_EXTRAIT DU TEXTE_
Réunion du 18 juin 2008 à 16h15
Commission des affaires culturelles, familiales et sociales

Photo issue du site de l'Assemblée nationale ou de WikipediaJean-Patrick Gille :

Je ne sais pour ma part si le texte est historique – encore que chaque texte de M. Xavier Bertrand soit présenté ainsi... –, mais il y a en tout cas quelque chose d'idéologique à vouloir renverser les normes. Cette volonté sera au coeur du débat auquel nous allons nous livrer dans la chaleur de l'été – il y aurait d'ailleurs beaucoup à dire sur l'examen d'un tel texte en plein mois de juillet.

C'est en effet à la remise en cause de la mécanique de notre démocratie sociale que l'on assiste, remise en cause que notre collègue a parfaitement illustrée en évoquant le passage de la gravitation à l'induction. À propos de mécanique, en l'occurrence céleste, j'ai même un peu le sentiment que l'on en vient à la théorie des quanta, c'est-à-dire à l'éclatement total. Pour les salariés, en tout cas, ce sera la relativité généralisée…

Fixer par accord d'entreprise toutes les règles de contingents d'heures supplémentaires introduira des distorsions entre les entreprises : on organise ainsi une nouvelle concurrence entre elles et une accélération de la sous-traitance. Je n'ai pas la naïveté de croire que ces difficultés, que l'on ne peut négliger, n'existent pas déjà. Mais, d'un certain point de vue, vous allez légaliser la situation actuelle et accélérer des processus néfastes de bipolarisation du marché du travail entre les travailleurs, dont la situation est assez organisée, et ceux en situation de sous-traitance pour lesquels les heures supplémentaires seront à n'en plus finir. Comme l'ont souligné certains de mes collègues, c'est à un nivellement par le bas des conditions de travail que l'on assiste.

_EXERCICES À FAIRE_
1. Recopiez l'extrait de la réunion de commission depuis « Photo issue du » jusqu'à « mois de juillet. » compris.
2. Prolongez l'extrait de la réunion de commission en reprenant juste après sa dernière phrase.

_BLOC DE DONNÉES_
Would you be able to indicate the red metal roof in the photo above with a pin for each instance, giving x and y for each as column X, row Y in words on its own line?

_RÉSULTATS PAR EXERCICE_
1.
Photo issue du site de l'Assemblée nationale ou de WikipediaJean-Patrick Gille :

Je ne sais pour ma part si le texte est historique – encore que chaque texte de M. Xavier Bertrand soit présenté ainsi... –, mais il y a en tout cas quelque chose d'idéologique à vouloir renverser les normes. Cette volonté sera au coeur du débat auquel nous allons nous livrer dans la chaleur de l'été – il y aurait d'ailleurs beaucoup à dire sur l'examen d'un tel texte en plein mois de juillet.

2.
Le texte, nous expliquez-vous, monsieur le ministre, donnerait au salarié la liberté des heures supplémentaires. Or, il faut le répéter, ce n'est pas le salarié qui décide de ses heures supplémentaires.

Je m'interroge par ailleurs sur la démocratie sociale, car nous sommes à cet égard, avec la seconde partie du texte, à la limite du détournement de procédure par rapport à la loi de modernisation du dialogue social du 31 janvier 2007. Autant vous avez le droit de ne pas être d'accord avec le fameux article 17 discuté par les partenaires sociaux, autant, avec ce projet de loi, on change de dimension. Certes, on parle en gros du même sujet, mais, encore une fois, avec une inversion complète de l'organisation de la négociation.

Je m'interroge également sur une contradiction qui existe entre la première partie du texte, dont le résultat – sinon l'objectif – sera de renforcer deux centrales syndicales, ce qui peut permettre de stabiliser le dialogue social et d'éviter justement une sorte d'émiettement entre de multiples organisations, et la seconde partie qui, à l'inverse, atomise la négociation collective en la renvoyant en priorité au niveau de l'entreprise. Soit il s'agit là d'une contradiction apparente, soit c'est la traduction du fameux adage « diviser – c'est-à-dire affaiblir le front syndical – pour mieux régner ».

La réponse se trouve un peu dans les pourcentages que rappelait notre collègue Jean-Paul Anciaux, c'est-à-dire les 95 % de salariés couverts par des conventions collectives et les 5 % de salariés syndiqués : tandis qu'on va commencer à détricoter les conventions collectives pour les uns, on va laisser la grande partie des salariés inorganisés négocier comme ils peuvent la durée du travail.